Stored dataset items
**********

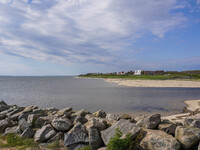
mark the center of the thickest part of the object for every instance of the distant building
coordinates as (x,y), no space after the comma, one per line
(121,73)
(159,72)
(138,72)
(149,72)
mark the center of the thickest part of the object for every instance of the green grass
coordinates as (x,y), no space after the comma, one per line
(12,140)
(116,143)
(88,147)
(53,145)
(171,76)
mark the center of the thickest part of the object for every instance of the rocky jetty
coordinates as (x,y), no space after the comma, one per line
(81,128)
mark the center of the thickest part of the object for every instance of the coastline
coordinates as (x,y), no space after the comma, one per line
(45,127)
(156,83)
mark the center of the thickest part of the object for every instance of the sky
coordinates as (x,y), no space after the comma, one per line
(71,37)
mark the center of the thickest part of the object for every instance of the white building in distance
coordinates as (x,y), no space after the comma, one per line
(138,72)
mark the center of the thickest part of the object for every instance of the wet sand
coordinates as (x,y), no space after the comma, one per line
(156,83)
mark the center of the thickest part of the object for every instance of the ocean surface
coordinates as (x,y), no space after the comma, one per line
(92,95)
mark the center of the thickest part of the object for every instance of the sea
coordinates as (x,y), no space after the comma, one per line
(92,95)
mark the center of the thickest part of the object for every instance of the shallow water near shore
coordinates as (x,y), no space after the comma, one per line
(93,94)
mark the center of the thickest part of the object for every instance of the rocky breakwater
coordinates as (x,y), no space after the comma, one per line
(77,129)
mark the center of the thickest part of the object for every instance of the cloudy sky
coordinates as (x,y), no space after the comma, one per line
(69,37)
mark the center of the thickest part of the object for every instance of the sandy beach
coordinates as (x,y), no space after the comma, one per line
(156,83)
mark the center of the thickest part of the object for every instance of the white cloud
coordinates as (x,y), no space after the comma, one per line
(82,30)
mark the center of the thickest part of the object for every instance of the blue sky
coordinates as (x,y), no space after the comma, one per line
(69,37)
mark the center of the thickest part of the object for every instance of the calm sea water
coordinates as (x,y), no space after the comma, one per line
(92,94)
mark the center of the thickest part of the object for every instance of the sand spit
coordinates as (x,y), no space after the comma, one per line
(156,83)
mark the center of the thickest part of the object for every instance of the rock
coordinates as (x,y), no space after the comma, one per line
(77,135)
(23,124)
(15,111)
(20,116)
(11,108)
(80,119)
(140,117)
(199,146)
(100,114)
(76,147)
(188,137)
(103,148)
(112,117)
(57,137)
(41,121)
(32,119)
(134,132)
(44,134)
(64,111)
(51,111)
(14,129)
(61,124)
(125,126)
(2,116)
(158,140)
(39,112)
(94,138)
(124,116)
(3,106)
(192,122)
(82,113)
(28,133)
(2,103)
(97,123)
(151,122)
(30,109)
(3,125)
(168,128)
(88,116)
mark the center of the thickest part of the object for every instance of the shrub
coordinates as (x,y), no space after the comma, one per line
(88,147)
(116,143)
(53,145)
(12,140)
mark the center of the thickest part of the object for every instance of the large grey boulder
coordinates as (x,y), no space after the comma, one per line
(192,122)
(188,137)
(14,129)
(111,119)
(10,109)
(100,114)
(23,124)
(97,123)
(125,126)
(158,140)
(168,128)
(94,138)
(80,119)
(28,133)
(41,121)
(4,124)
(81,112)
(151,122)
(44,134)
(3,106)
(61,124)
(2,116)
(32,119)
(65,111)
(124,116)
(76,136)
(57,137)
(15,111)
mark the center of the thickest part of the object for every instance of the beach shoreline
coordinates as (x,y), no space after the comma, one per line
(156,83)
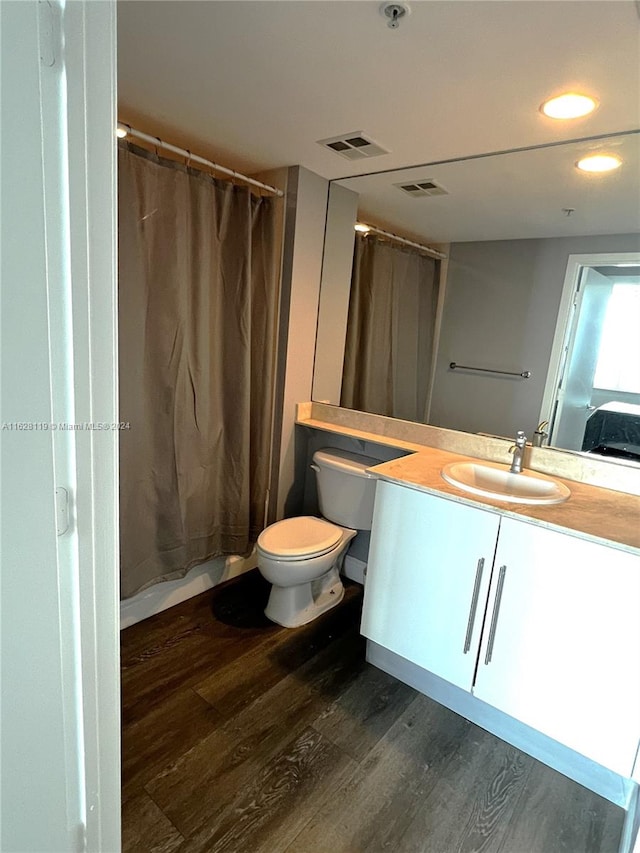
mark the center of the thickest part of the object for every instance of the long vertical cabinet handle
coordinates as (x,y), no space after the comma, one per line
(494,617)
(474,605)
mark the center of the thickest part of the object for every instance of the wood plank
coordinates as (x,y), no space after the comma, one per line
(270,812)
(237,684)
(472,804)
(365,711)
(556,815)
(204,781)
(145,828)
(373,809)
(169,730)
(292,742)
(154,654)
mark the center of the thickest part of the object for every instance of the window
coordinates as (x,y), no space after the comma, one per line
(618,367)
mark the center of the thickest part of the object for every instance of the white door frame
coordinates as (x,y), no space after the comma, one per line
(90,61)
(566,318)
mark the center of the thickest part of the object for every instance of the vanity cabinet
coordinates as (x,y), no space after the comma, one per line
(546,630)
(564,655)
(428,580)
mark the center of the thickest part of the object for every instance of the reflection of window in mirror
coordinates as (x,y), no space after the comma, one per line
(618,367)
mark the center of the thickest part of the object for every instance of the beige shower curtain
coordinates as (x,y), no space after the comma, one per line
(197,319)
(390,330)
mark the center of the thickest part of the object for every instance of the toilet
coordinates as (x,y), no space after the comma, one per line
(302,557)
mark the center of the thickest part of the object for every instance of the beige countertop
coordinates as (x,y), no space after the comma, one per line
(591,512)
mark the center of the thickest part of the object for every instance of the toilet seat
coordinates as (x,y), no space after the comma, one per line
(299,538)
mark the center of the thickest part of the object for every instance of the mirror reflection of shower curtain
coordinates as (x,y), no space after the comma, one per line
(197,318)
(390,330)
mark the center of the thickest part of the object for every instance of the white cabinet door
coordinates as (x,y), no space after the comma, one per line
(561,645)
(427,580)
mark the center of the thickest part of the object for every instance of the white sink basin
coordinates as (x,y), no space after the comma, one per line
(496,481)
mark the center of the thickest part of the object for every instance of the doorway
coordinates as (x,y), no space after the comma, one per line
(593,388)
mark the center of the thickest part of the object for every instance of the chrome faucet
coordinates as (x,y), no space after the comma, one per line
(518,452)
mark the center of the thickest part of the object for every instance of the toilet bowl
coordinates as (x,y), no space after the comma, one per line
(302,557)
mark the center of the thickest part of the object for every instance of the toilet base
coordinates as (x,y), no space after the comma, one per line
(292,606)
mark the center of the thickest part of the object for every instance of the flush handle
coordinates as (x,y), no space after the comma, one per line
(474,605)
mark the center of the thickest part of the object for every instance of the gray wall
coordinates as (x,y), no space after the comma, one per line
(500,312)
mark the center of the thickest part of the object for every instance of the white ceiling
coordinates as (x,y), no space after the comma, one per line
(255,84)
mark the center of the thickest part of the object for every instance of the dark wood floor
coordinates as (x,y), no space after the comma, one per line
(241,736)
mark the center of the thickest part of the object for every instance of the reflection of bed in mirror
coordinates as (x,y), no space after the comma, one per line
(614,430)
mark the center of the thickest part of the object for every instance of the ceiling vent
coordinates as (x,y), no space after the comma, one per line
(427,186)
(353,146)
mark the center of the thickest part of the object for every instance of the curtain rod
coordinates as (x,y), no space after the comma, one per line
(193,158)
(366,229)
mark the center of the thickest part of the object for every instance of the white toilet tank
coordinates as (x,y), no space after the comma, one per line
(345,490)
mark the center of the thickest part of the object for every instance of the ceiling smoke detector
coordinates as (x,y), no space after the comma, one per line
(394,12)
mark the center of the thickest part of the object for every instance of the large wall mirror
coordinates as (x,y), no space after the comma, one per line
(540,276)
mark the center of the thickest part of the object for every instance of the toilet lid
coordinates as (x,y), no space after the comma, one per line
(302,536)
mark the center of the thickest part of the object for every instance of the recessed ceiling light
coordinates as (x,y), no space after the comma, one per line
(569,105)
(599,163)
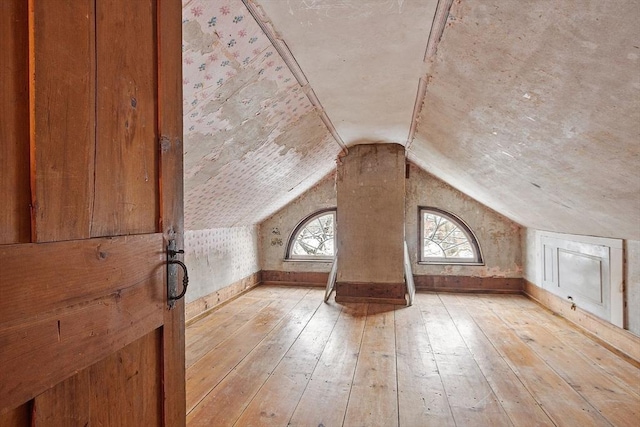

**********

- _Exercise objective_
Locate each line in the records that contains the string "beach", and copy every such line. Case counts.

- _Output for this task_
mark the center of the thickest part of the object for every instance of the sandy beach
mark the center of the thickest part of the object for every instance of the beach shoreline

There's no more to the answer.